Rewrite all of the items below as a numbered list, omitting blank lines and leaving the pictures out.

## MATERIAL SUPPLIED
------------------------
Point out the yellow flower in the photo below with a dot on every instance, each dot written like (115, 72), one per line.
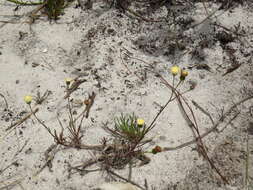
(175, 70)
(68, 80)
(156, 150)
(184, 73)
(140, 122)
(28, 99)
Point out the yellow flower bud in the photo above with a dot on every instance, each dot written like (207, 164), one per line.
(68, 80)
(175, 70)
(140, 122)
(184, 73)
(28, 99)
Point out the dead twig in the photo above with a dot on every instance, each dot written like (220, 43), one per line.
(129, 181)
(203, 111)
(6, 103)
(74, 86)
(19, 122)
(221, 119)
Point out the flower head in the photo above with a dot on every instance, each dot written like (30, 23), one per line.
(140, 122)
(68, 80)
(156, 149)
(184, 74)
(174, 70)
(28, 99)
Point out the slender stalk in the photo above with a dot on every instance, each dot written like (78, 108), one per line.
(25, 3)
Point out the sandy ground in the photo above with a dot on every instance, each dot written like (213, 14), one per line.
(91, 44)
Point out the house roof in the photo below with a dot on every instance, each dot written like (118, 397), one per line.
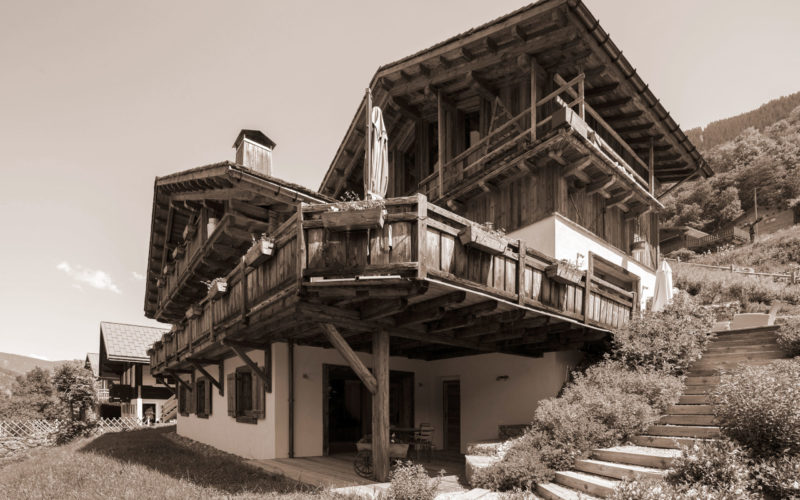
(127, 343)
(255, 136)
(93, 362)
(578, 26)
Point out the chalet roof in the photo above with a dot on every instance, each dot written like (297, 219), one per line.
(218, 181)
(255, 136)
(93, 362)
(561, 31)
(127, 343)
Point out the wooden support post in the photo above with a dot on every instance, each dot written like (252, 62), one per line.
(266, 374)
(442, 139)
(380, 406)
(534, 99)
(341, 345)
(651, 165)
(588, 289)
(202, 370)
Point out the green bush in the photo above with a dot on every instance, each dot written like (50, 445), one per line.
(410, 481)
(779, 477)
(67, 430)
(789, 336)
(607, 404)
(759, 406)
(720, 464)
(667, 341)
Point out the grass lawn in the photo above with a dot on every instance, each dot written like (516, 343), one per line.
(150, 463)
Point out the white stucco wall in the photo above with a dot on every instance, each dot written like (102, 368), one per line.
(486, 402)
(561, 238)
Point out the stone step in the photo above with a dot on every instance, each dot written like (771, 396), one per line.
(617, 471)
(553, 491)
(741, 349)
(586, 483)
(673, 443)
(713, 380)
(688, 420)
(644, 456)
(690, 410)
(697, 431)
(740, 357)
(694, 399)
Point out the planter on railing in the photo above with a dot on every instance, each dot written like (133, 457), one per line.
(368, 217)
(217, 288)
(482, 239)
(262, 249)
(564, 272)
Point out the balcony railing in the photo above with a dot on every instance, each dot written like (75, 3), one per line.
(418, 241)
(509, 142)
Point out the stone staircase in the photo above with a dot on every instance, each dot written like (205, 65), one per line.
(692, 418)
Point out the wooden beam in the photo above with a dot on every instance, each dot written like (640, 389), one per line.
(341, 345)
(380, 406)
(262, 374)
(205, 373)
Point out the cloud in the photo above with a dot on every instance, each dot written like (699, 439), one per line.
(92, 277)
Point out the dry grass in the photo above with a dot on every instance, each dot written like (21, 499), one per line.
(151, 463)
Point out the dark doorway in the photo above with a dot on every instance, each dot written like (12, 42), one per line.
(452, 415)
(347, 407)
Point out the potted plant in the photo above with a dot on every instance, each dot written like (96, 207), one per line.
(352, 214)
(484, 237)
(216, 288)
(564, 271)
(261, 250)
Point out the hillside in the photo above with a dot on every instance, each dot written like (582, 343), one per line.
(727, 129)
(13, 365)
(765, 160)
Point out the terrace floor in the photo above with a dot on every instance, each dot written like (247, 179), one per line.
(336, 471)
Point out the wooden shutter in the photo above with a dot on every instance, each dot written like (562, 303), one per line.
(258, 396)
(193, 398)
(230, 380)
(208, 397)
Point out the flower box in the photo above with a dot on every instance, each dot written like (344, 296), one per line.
(217, 289)
(564, 272)
(261, 250)
(477, 237)
(193, 311)
(359, 218)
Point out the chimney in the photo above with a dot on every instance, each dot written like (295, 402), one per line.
(254, 151)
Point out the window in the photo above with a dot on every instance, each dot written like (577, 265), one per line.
(203, 397)
(245, 395)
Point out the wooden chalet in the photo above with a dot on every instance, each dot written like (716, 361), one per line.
(534, 123)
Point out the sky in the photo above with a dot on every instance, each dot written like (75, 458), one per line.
(97, 98)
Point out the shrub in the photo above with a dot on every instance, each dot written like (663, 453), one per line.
(410, 481)
(779, 476)
(68, 430)
(667, 341)
(789, 336)
(720, 464)
(759, 406)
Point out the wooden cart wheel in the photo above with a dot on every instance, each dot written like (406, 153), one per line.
(363, 464)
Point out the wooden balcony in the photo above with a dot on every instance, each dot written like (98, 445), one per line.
(567, 131)
(418, 276)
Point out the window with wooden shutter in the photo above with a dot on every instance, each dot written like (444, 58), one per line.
(230, 383)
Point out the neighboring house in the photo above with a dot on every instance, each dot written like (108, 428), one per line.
(343, 320)
(123, 359)
(105, 408)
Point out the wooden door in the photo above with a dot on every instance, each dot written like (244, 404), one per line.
------------------------
## WRITTEN ANSWER
1. Point out the yellow flower in the photo below with a dot on every instance, each dot written like (115, 72), one per line.
2. (175, 70)
3. (68, 80)
4. (156, 150)
5. (184, 73)
6. (140, 122)
7. (28, 99)
8. Point out the yellow flower bud in the photo above with a dot on every instance, each dot written like (207, 164), one per line.
9. (68, 80)
10. (175, 70)
11. (140, 122)
12. (184, 73)
13. (28, 99)
14. Point out the dead twig in the photo above with a dot on every instance, each dot written like (220, 43), one per line.
15. (129, 181)
16. (203, 111)
17. (6, 103)
18. (74, 86)
19. (19, 122)
20. (221, 119)
21. Point out the flower head in the photo above with a dot on every instance, each dot written like (30, 23), one per line.
22. (140, 122)
23. (68, 80)
24. (156, 149)
25. (184, 74)
26. (174, 70)
27. (28, 99)
28. Point out the slender stalk in the photo above with a dot on every instance, each dot written like (78, 108), one per line.
29. (25, 3)
30. Point out the sandy ground in the photo above with a dot on every instance, each dot written like (213, 14), one per line.
31. (91, 44)
32. Point out the house roof in the photo below with a dot on every instance, each dot written like (118, 397), one per line.
33. (127, 343)
34. (255, 136)
35. (93, 362)
36. (578, 26)
37. Point out the chalet roof in the photo above with a dot on every instance, each dot written like (297, 219), one per line.
38. (218, 181)
39. (255, 136)
40. (93, 362)
41. (561, 31)
42. (127, 343)
43. Point out the wooden support post in the photo above with a dot on every instance, each dot written like (252, 62), one per line.
44. (266, 374)
45. (442, 139)
46. (380, 406)
47. (534, 99)
48. (341, 345)
49. (651, 165)
50. (588, 289)
51. (202, 370)
52. Point out the green bush in the photo above with a dot on every instance, each dot written like (50, 445), one per line.
53. (410, 481)
54. (779, 477)
55. (67, 430)
56. (789, 336)
57. (607, 404)
58. (759, 406)
59. (720, 464)
60. (667, 341)
61. Point out the grass lawn in the photo above with a dot on every instance, each dot written like (516, 343), one per line.
62. (150, 463)
63. Point out the white stucco wall in the photo above with a dot on every instance, each dot written like (102, 368), one per line.
64. (486, 402)
65. (561, 238)
66. Point out the stone step in the photo above with a dot on every instance, each dot written like (771, 396), one per line.
67. (617, 471)
68. (553, 491)
69. (741, 349)
70. (586, 483)
71. (673, 443)
72. (713, 380)
73. (688, 420)
74. (644, 456)
75. (690, 410)
76. (697, 431)
77. (740, 357)
78. (694, 399)
79. Point out the planter on railing in the photo above with a dot on every instance, each dot written like (133, 457), one per line.
80. (368, 217)
81. (217, 288)
82. (482, 239)
83. (262, 249)
84. (564, 272)
85. Point out the balcony railing in the photo above with a dot on every instance, each dot written like (75, 3), one per line.
86. (418, 241)
87. (509, 142)
88. Point out the stone staircase in the photo above with a dot on every instance, each dot written like (205, 65), one per line.
89. (692, 418)
90. Point out the wooden beam in the photo above with a dot on every instance, each dot written like (640, 389), one per line.
91. (341, 345)
92. (380, 406)
93. (262, 374)
94. (205, 373)
95. Point out the cloud in the photo above with a dot on every instance, each dot written like (699, 439), one per line.
96. (92, 277)
97. Point out the dry grass in the photo above with a dot on every instance, each dot written like (21, 499), one per line.
98. (151, 463)
99. Point out the dark doorway in the photo above with a dot on every instance, each dot written like (12, 42), one per line.
100. (452, 415)
101. (347, 407)
102. Point out the potted plant in the photo above with a dot on every instance, each dot written like (96, 207), one per line.
103. (352, 214)
104. (484, 237)
105. (216, 288)
106. (564, 271)
107. (261, 250)
108. Point out the hillside in the photo above with a dot on every instance, each dot written like (582, 343), one per line.
109. (727, 129)
110. (13, 365)
111. (765, 160)
112. Point out the terrace floor in the photo above with a dot on every instance, each dot written like (247, 179), one per line.
113. (336, 471)
114. Point out the wooden shutter in the photo above with a dot on every instance, each dot written like (562, 303), one per line.
115. (258, 396)
116. (193, 398)
117. (230, 380)
118. (208, 397)
119. Point out the flower box in the photo above with a dot on every instance, each dot written like (344, 296), one per line.
120. (217, 289)
121. (564, 272)
122. (261, 250)
123. (477, 237)
124. (193, 311)
125. (359, 218)
126. Point out the chimney in the photo above with a dot on every instance, each dot written like (295, 402), one per line.
127. (254, 151)
128. Point out the window in the photo above with a dot on every instance, each dot written like (577, 265), one per line.
129. (203, 397)
130. (245, 395)
131. Point out the wooden chalet in the photo above with a dot on every instance, each dot written like (716, 361), one per line.
132. (534, 123)
133. Point out the sky in the photo above with a dot on every instance, each dot written like (75, 458), one per line.
134. (97, 98)
135. Point out the shrub in the photo above with a dot on every instance, each dot written like (663, 453), one per line.
136. (410, 481)
137. (779, 476)
138. (68, 430)
139. (667, 341)
140. (789, 336)
141. (720, 464)
142. (759, 406)
143. Point out the wooden cart wheel in the photo above with a dot on every instance, each dot written like (406, 153), one per line.
144. (363, 464)
145. Point out the wooden balcony in the photo above with a dot on every instance, each dot written like (98, 445), one per line.
146. (567, 131)
147. (418, 276)
148. Point out the window with wooden shutter in the photo above with a dot on every instance, each dot written like (444, 58), one per line.
149. (230, 383)
150. Point out the neighboring house in the photo above with a dot on every instance, each dot written like (108, 428), one per line.
151. (343, 320)
152. (123, 359)
153. (105, 408)
154. Point out the wooden door in the photo above with a dot on every instance, each dot written like (244, 404), one per line.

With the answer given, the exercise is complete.